──────── TRECHO FORNECIDO

O primeiro protótipo do VLS (V01) foi lançado em dezembro de 1997 e o
segundo (V02), em dezembro de 1999 – mas ambos falharam e foram
destruídos na partida.
Objetivos do programa espacial
Coelho explica que os principais objetivos do programa espacial
brasileiro são fazer com que o país tenha um centro de lançamentos em
operação, foguetes capazes de colocar satélites nacionais em órbita e a
possibilidade de vender esses serviços a outros países.
Para isso, a AEB lançou no ano passado a quarta edição do Programa
Nacional de Atividades Espaciais (Pnae), que substitui a de 2005 e vale
até 2021. Segundo o texto, essa versão é mais realista que as
anteriores, pois “busca o caminho da realização concreta e produtiva”, e
não apenas sonha.
“Esse é um planejamento de longo prazo, ainda carece de ajustes, que
serão feitos anualmente. Vejo a nossa situação atual com certa tristeza,
gostaria de ver um satélite lançado por mês ou pelo menos seis por
ano”, afirma o presidente da AEB.
Ele espera que o orçamento da agência chegue a quase R$ 500 milhões em 2014.
Projetos VLS e Cyclone
O programa espacial brasileiro se divide atualmente em dois grandes
projetos para lançar foguetes: o VLS, coordenado pelo Instituto de
Aeronáutica e Espaço (IAE), subordinado ao Departamento de Ciência e
Tecnologia Aeroespacial (DCTA), do Ministério da Defesa; e o Alcântara
Cyclone Space (ACS), uma empresa pública binacional (brasileira e
ucraniana) criada em 2006 para lançar satélites por meio do foguete
ucraniano Cyclone-4, a partir da base de Alcântara.
Para Aydano Carleial, da AAB, a parceria com a Ucrânia tem se
justificado economicamente, mas no papel o acordo não prevê
transferência de tecnologia.
No caso do VLS, segundo o tenente-coronel Alberto Walter da Silva
Mello Junior, gerente do projeto desde setembro de 2011, o foguete
sofreu uma revisão completa após o acidente de 2003, teve um
aprimoramento nos sistemas de segurança e passou a ser certificado pelo
Instituto de Fomento e Coordenação Industrial (IFI).
“As redes elétricas e pirotécnicas do veículo foram todas
modernizadas. Há vários dispositivos de segurança novos, e o sistema da
plataforma de lançamento também interrompe eventuais descargas elétricas
ou ignição inadvertida”, enumera.

────────────────
──────── INFORMAÇÕES FORNECIDAS

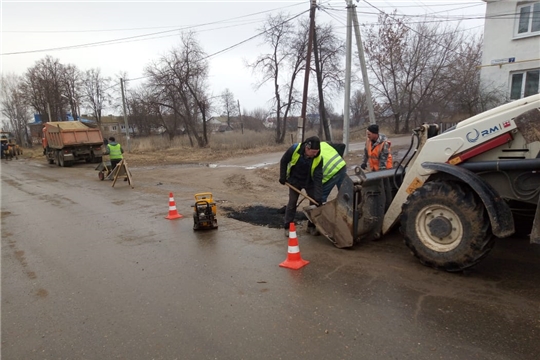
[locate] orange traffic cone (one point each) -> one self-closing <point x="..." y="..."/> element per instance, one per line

────────────────

=== PROBLEMA A RESOLVER ===
Indique se cada afirmação a seguir concorda com o texto sobre o programa espacial brasileiro. Responda sim ou não e cite literalmente as palavras do texto que decidem cada caso: 1. O segundo protótipo do VLS foi lançado em dezembro de 1999. 2. O acordo com a Ucrânia prevê transferência de tecnologia. 3. A Alcântara Cyclone Space foi criada em 2006.

=== RESULTADO DO EXERCÍCIO ===
1. Sim: “o segundo (V02), em dezembro de 1999”.
2. Não: “no papel o acordo não prevê transferência de tecnologia”.
3. Sim: “criada em 2006 para lançar satélites”.